— Begin EXTRACTED RECORDS —
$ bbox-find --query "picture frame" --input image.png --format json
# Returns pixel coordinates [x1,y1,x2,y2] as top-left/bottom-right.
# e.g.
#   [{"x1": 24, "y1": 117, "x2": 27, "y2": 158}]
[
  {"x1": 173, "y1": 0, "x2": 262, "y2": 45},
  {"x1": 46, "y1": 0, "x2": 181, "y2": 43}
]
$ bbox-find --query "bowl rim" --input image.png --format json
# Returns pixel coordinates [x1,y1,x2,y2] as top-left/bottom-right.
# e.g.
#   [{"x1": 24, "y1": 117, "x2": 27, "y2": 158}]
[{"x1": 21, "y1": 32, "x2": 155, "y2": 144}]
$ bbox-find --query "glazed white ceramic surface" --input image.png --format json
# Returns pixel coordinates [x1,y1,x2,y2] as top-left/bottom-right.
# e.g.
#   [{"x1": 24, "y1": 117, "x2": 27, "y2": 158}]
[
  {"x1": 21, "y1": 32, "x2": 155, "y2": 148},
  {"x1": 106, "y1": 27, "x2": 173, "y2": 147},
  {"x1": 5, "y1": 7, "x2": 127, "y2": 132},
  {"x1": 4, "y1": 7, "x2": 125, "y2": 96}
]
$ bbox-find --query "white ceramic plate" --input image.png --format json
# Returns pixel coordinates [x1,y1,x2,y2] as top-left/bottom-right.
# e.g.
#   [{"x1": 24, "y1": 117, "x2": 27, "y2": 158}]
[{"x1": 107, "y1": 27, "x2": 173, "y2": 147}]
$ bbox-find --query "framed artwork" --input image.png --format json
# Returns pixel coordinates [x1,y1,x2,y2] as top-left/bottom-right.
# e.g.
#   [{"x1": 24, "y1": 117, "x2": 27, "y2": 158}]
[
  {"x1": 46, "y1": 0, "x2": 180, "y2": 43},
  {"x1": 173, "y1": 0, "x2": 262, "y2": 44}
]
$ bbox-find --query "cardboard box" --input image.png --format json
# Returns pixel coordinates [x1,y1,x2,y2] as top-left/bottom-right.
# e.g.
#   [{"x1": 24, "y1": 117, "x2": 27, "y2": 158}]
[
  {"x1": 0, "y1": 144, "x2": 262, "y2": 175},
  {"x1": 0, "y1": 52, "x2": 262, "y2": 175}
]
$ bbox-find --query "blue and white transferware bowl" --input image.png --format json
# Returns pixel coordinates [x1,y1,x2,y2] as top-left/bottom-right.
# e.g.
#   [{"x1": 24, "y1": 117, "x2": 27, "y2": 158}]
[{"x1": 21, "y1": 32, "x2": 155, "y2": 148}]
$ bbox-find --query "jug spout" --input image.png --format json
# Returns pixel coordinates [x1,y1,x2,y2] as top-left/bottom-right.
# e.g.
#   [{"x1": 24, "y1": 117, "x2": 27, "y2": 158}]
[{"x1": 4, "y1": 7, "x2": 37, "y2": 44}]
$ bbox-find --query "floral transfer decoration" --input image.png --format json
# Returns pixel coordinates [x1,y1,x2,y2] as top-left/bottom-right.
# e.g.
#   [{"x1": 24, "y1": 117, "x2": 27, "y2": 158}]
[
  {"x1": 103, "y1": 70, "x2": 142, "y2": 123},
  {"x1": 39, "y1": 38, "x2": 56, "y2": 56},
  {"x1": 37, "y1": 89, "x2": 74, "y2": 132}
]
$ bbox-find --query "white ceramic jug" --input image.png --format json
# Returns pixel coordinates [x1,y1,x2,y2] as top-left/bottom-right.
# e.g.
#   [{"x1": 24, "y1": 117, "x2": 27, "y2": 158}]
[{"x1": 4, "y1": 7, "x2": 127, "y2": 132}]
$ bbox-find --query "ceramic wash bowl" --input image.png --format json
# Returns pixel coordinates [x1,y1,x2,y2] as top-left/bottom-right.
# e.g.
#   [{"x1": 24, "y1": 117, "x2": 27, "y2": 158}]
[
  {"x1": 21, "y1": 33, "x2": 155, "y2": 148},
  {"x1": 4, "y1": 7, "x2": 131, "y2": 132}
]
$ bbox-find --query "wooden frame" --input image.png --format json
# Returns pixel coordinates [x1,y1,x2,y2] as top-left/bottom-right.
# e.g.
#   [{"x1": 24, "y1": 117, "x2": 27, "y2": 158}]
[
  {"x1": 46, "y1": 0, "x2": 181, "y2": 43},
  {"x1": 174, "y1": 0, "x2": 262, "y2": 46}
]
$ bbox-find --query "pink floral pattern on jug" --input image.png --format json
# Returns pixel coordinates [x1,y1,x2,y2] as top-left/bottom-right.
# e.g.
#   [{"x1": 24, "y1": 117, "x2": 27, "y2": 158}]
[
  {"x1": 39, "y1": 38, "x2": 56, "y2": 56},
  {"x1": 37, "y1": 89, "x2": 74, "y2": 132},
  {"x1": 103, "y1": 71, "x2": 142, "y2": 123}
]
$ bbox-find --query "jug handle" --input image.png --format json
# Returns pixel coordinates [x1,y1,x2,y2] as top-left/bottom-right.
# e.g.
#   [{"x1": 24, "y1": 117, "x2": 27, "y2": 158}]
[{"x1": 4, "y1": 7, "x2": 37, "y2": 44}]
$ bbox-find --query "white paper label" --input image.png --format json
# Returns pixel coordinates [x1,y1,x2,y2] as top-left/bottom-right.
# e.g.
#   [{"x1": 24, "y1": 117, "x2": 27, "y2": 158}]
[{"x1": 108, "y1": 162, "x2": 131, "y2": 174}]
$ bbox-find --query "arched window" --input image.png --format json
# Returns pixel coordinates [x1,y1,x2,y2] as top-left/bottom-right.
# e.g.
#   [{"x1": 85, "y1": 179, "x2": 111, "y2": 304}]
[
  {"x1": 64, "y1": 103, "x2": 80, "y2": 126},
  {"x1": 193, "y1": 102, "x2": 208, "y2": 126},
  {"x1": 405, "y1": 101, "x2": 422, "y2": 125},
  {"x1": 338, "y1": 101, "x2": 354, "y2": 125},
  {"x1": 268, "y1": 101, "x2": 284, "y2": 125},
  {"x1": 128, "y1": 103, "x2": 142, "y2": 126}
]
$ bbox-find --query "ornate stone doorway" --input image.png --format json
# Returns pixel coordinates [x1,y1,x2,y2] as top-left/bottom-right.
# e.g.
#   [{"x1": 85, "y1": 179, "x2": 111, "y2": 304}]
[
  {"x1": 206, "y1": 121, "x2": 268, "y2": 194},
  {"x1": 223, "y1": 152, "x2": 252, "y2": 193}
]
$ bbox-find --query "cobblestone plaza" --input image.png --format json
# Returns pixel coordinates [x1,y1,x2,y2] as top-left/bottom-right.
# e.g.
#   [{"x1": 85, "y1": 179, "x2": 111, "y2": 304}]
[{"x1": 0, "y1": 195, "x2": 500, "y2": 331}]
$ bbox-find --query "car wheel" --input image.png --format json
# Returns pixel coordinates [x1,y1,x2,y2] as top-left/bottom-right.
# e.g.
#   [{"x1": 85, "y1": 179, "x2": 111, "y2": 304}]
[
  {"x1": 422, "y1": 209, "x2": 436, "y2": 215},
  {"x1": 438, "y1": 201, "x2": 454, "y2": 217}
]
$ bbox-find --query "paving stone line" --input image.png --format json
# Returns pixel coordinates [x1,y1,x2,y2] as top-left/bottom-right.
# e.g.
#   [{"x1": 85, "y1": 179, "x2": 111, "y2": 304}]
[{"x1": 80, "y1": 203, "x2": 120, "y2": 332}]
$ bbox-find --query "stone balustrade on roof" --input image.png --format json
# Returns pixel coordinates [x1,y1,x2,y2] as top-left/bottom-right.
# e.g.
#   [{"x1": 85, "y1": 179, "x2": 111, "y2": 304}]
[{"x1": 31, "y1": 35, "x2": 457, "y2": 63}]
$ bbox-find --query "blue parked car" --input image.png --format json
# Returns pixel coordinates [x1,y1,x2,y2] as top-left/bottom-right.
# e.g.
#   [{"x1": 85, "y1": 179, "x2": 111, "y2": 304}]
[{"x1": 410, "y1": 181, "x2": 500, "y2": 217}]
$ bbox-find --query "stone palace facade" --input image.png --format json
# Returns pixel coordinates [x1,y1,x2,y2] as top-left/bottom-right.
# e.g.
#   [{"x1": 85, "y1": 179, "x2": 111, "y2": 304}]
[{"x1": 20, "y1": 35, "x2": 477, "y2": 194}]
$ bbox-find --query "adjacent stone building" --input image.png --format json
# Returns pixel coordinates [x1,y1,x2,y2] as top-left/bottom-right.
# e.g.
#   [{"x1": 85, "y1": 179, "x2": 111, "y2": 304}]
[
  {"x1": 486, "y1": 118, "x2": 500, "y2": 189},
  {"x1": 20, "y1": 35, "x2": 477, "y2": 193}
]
— End EXTRACTED RECORDS —
**EXERCISE DETAILS:** Find every line in the rows above that contains the word "blue" and copy each of those lines.

**RESULT:**
$ bbox-find --query "blue and white transferware bowl" --input image.png --format json
$ bbox-find --query "blue parked car" --input image.png --format json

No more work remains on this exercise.